Problem description: Extract the line that contains "Where can you see the distant" and every line after it to the end of the records below, exactly as written and nothing else.
--------------------------------------------------
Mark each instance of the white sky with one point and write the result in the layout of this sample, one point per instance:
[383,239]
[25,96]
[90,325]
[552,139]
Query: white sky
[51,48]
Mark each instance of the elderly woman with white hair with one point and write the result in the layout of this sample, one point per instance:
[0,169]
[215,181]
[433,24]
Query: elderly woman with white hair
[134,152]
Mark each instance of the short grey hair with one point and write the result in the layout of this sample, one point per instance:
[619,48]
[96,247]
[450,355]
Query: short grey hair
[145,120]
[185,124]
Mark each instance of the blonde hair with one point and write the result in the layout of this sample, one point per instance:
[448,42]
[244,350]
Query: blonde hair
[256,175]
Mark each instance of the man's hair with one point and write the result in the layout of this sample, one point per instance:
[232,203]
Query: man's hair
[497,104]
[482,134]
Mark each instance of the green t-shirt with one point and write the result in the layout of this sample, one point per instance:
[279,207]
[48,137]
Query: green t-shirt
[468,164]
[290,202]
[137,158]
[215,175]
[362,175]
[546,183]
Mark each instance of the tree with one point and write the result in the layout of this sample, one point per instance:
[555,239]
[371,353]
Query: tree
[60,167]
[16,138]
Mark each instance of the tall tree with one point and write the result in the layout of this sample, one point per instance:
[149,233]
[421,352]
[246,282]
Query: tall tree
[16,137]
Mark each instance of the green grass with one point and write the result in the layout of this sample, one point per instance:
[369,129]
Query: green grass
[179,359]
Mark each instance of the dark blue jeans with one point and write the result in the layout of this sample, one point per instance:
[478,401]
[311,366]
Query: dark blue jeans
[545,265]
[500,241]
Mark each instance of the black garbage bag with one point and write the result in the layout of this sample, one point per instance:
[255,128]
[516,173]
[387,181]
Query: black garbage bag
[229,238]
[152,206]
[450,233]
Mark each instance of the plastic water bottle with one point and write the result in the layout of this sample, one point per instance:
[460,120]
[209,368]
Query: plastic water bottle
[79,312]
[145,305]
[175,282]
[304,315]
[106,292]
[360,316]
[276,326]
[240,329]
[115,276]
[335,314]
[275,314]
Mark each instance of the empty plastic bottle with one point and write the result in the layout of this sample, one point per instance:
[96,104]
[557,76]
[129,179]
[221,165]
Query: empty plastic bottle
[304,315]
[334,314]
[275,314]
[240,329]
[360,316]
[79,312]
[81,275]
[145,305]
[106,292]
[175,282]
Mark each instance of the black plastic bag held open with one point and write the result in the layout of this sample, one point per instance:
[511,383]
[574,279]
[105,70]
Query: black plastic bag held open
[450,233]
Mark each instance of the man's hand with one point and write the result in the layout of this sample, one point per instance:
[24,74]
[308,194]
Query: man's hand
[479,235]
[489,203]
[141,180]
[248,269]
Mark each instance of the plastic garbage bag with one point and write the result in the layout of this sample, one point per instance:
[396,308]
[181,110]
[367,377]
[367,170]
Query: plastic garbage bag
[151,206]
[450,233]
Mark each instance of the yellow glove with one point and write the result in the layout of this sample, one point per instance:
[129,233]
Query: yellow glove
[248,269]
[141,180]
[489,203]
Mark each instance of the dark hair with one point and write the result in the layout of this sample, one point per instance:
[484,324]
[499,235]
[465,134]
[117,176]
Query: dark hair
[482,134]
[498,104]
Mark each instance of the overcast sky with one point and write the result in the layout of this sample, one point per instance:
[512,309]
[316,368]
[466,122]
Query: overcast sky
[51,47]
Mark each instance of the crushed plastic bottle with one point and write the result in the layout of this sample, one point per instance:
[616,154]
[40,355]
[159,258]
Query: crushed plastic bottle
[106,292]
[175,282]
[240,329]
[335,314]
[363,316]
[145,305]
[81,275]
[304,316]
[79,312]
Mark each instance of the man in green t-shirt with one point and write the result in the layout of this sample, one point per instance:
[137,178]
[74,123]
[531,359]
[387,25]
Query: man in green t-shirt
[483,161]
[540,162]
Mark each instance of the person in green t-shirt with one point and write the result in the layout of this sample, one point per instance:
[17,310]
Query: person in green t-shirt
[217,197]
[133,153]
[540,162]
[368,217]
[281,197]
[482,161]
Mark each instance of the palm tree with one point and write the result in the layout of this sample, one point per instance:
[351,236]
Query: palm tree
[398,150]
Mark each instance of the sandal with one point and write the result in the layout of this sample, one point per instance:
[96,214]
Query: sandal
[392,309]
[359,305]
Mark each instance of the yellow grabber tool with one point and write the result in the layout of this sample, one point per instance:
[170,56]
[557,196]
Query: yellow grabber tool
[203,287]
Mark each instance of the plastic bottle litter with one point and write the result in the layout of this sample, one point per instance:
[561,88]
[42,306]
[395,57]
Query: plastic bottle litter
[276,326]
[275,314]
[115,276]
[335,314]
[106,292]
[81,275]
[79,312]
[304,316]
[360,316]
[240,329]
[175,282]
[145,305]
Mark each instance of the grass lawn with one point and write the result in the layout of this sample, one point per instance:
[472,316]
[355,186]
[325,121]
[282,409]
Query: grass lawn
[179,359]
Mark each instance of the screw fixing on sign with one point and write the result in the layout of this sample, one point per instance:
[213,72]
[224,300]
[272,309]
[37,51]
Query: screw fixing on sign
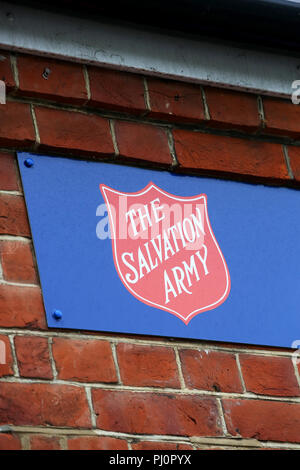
[57,315]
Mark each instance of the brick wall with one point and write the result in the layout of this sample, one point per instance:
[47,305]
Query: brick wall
[75,390]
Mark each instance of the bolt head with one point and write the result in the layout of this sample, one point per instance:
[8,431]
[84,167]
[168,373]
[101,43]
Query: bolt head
[28,162]
[57,315]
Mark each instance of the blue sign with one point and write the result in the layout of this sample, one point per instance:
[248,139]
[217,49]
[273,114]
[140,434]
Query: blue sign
[132,250]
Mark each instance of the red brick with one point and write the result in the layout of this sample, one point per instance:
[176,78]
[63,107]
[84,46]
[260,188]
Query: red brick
[232,110]
[9,442]
[84,360]
[175,101]
[264,420]
[33,357]
[6,73]
[97,443]
[13,215]
[16,125]
[151,413]
[153,445]
[147,366]
[142,142]
[8,174]
[294,156]
[23,404]
[282,117]
[210,370]
[17,261]
[21,307]
[119,91]
[65,82]
[6,357]
[269,375]
[74,132]
[227,155]
[44,443]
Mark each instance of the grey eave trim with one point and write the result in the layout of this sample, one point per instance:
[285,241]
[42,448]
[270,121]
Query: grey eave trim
[54,35]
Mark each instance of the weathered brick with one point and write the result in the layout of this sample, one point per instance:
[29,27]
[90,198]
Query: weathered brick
[282,117]
[6,359]
[175,101]
[96,443]
[150,413]
[64,81]
[33,357]
[264,420]
[16,125]
[44,443]
[221,154]
[155,445]
[294,157]
[147,365]
[17,261]
[23,404]
[210,370]
[21,307]
[84,360]
[269,375]
[119,91]
[13,215]
[9,442]
[6,74]
[8,175]
[232,110]
[142,142]
[74,132]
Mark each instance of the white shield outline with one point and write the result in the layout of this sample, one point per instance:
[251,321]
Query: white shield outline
[104,189]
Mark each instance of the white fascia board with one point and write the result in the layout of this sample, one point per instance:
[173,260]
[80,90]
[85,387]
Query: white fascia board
[39,32]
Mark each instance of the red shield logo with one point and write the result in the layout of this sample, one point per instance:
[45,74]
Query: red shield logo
[165,251]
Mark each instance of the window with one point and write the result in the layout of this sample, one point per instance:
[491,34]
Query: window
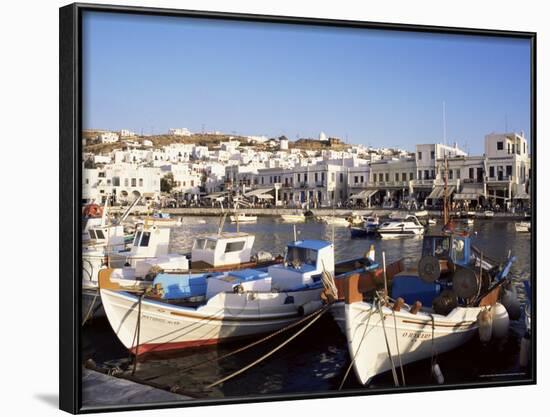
[234,246]
[145,239]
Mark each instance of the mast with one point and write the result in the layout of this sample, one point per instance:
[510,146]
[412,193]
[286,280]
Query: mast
[445,191]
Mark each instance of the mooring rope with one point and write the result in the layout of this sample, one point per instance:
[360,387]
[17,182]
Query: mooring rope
[394,372]
[271,352]
[256,342]
[398,351]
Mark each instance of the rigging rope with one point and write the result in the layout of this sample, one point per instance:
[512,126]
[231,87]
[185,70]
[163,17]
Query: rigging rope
[240,371]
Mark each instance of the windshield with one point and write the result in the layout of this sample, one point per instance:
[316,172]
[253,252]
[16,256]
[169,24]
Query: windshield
[299,256]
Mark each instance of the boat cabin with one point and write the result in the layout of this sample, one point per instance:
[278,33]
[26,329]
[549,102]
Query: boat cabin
[457,247]
[150,241]
[223,249]
[305,261]
[111,236]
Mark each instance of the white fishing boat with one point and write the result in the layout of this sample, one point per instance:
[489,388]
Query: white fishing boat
[160,219]
[408,226]
[332,220]
[243,218]
[293,218]
[421,319]
[523,227]
[193,310]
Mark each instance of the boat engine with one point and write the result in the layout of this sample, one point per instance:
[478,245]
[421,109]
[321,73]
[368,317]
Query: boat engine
[466,283]
[445,302]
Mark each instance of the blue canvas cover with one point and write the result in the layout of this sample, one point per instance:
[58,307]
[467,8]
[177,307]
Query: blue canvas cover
[411,288]
[177,286]
[248,274]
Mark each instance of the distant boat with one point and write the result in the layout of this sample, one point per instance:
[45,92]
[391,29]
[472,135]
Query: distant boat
[160,219]
[293,218]
[243,218]
[336,221]
[409,226]
[523,227]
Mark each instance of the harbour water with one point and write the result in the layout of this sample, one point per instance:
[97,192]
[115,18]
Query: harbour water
[317,360]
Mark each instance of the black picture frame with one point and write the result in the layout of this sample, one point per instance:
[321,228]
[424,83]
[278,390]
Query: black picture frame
[70,122]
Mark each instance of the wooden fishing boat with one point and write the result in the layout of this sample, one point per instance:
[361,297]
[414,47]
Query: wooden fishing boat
[334,221]
[293,218]
[243,218]
[452,296]
[194,310]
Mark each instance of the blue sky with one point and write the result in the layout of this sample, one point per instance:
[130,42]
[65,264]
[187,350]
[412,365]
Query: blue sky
[370,87]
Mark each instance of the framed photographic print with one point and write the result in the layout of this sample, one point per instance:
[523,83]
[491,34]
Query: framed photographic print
[258,208]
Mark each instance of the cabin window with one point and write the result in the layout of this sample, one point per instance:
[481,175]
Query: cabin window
[210,244]
[145,239]
[458,247]
[298,256]
[234,246]
[199,244]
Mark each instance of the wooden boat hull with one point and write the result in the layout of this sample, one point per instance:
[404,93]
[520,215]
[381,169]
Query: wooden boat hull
[225,317]
[367,343]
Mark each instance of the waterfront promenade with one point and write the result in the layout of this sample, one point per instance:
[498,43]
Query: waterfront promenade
[277,211]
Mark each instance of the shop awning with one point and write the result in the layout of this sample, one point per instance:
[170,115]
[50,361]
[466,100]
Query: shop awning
[439,192]
[264,197]
[469,192]
[522,195]
[257,192]
[363,195]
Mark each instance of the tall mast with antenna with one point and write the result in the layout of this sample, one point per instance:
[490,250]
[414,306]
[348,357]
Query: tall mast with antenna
[444,125]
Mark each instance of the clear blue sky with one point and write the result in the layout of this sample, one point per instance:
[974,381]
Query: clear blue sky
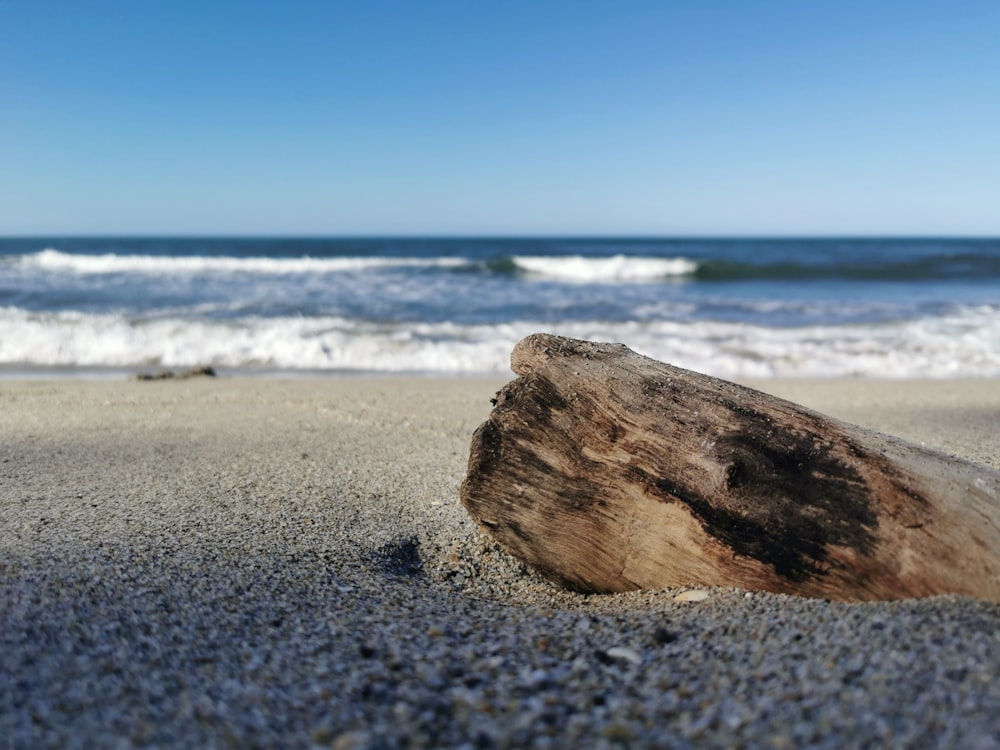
[471,117]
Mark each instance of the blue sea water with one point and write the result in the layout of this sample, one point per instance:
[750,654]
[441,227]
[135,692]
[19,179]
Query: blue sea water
[728,307]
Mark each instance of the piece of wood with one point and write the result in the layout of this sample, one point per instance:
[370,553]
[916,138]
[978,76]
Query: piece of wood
[609,471]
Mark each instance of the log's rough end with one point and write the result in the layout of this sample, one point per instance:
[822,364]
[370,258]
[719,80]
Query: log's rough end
[539,349]
[609,471]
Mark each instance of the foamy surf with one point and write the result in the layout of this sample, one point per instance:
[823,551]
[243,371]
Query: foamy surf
[616,268]
[959,345]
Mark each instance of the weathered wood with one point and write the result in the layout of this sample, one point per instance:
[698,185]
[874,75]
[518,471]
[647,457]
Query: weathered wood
[609,471]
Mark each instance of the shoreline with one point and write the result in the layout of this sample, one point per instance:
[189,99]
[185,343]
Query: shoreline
[236,561]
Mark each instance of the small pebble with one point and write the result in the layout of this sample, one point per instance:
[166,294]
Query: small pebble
[695,595]
[623,653]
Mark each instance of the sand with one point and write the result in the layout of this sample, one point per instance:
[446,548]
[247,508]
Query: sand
[244,562]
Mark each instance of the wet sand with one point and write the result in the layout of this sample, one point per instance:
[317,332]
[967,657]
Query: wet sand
[241,562]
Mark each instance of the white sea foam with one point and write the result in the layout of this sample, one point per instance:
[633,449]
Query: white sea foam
[616,268]
[55,260]
[960,345]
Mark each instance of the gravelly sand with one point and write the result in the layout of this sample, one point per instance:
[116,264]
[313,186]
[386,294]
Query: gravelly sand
[244,563]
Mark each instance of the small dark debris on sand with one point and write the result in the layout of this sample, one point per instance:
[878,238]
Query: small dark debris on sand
[196,372]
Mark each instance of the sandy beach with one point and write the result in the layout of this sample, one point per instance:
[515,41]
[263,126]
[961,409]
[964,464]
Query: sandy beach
[264,562]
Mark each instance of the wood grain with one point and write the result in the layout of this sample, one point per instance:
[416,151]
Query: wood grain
[609,471]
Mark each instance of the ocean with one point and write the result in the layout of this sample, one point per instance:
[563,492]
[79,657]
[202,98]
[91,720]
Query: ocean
[727,307]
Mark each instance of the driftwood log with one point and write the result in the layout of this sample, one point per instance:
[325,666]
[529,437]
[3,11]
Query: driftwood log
[609,471]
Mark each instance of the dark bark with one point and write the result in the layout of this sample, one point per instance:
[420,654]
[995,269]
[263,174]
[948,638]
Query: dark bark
[609,471]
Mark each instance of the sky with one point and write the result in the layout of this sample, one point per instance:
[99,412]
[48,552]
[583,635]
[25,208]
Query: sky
[467,117]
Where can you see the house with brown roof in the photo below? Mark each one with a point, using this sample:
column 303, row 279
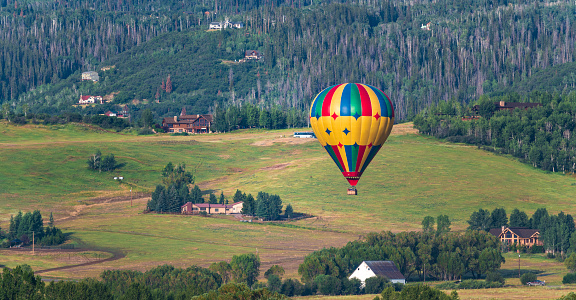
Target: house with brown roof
column 253, row 54
column 90, row 75
column 88, row 99
column 187, row 123
column 371, row 268
column 517, row 235
column 210, row 208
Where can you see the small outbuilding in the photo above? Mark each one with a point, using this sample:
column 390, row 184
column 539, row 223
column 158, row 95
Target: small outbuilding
column 371, row 268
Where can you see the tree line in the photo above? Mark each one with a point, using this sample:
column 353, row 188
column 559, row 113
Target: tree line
column 24, row 229
column 222, row 280
column 467, row 52
column 542, row 136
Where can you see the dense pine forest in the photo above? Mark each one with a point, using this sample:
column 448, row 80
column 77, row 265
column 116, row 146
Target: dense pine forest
column 468, row 49
column 542, row 136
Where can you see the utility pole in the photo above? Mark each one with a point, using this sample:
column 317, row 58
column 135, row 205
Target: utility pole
column 518, row 265
column 424, row 272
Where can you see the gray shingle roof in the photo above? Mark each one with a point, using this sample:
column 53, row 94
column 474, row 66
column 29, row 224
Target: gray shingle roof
column 385, row 268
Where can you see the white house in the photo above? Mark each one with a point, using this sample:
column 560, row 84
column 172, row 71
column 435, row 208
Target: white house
column 91, row 75
column 90, row 99
column 373, row 268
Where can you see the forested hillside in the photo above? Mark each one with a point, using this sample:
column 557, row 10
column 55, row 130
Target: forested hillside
column 542, row 136
column 471, row 48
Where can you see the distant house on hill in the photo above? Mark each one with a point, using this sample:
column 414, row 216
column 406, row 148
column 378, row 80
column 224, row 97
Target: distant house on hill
column 371, row 268
column 225, row 24
column 90, row 75
column 215, row 25
column 253, row 54
column 195, row 208
column 88, row 99
column 187, row 123
column 517, row 235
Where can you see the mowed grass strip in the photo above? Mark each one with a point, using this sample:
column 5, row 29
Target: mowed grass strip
column 412, row 177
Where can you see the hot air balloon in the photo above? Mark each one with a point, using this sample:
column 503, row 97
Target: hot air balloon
column 352, row 121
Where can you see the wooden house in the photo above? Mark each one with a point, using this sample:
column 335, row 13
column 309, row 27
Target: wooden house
--------------------------------------------------
Task solution:
Where can you see the distant house on hill in the photo above? Mark each one with a point, using this sample:
column 414, row 216
column 406, row 148
column 378, row 80
column 224, row 97
Target: distant house on hill
column 371, row 268
column 225, row 24
column 90, row 75
column 215, row 25
column 253, row 54
column 195, row 208
column 88, row 99
column 187, row 123
column 517, row 235
Where can you see the mowed grass strip in the photo above? Mark each one with a point, using this sample:
column 5, row 29
Target: mowed grass strip
column 412, row 177
Where can you see the hot air balloon in the photo above? Mark each one with a point, using this sample:
column 503, row 97
Target: hot air balloon
column 352, row 121
Where can you see the wooden house in the photo above? Mark each one with a point, using this sample:
column 335, row 13
column 309, row 27
Target: wooden house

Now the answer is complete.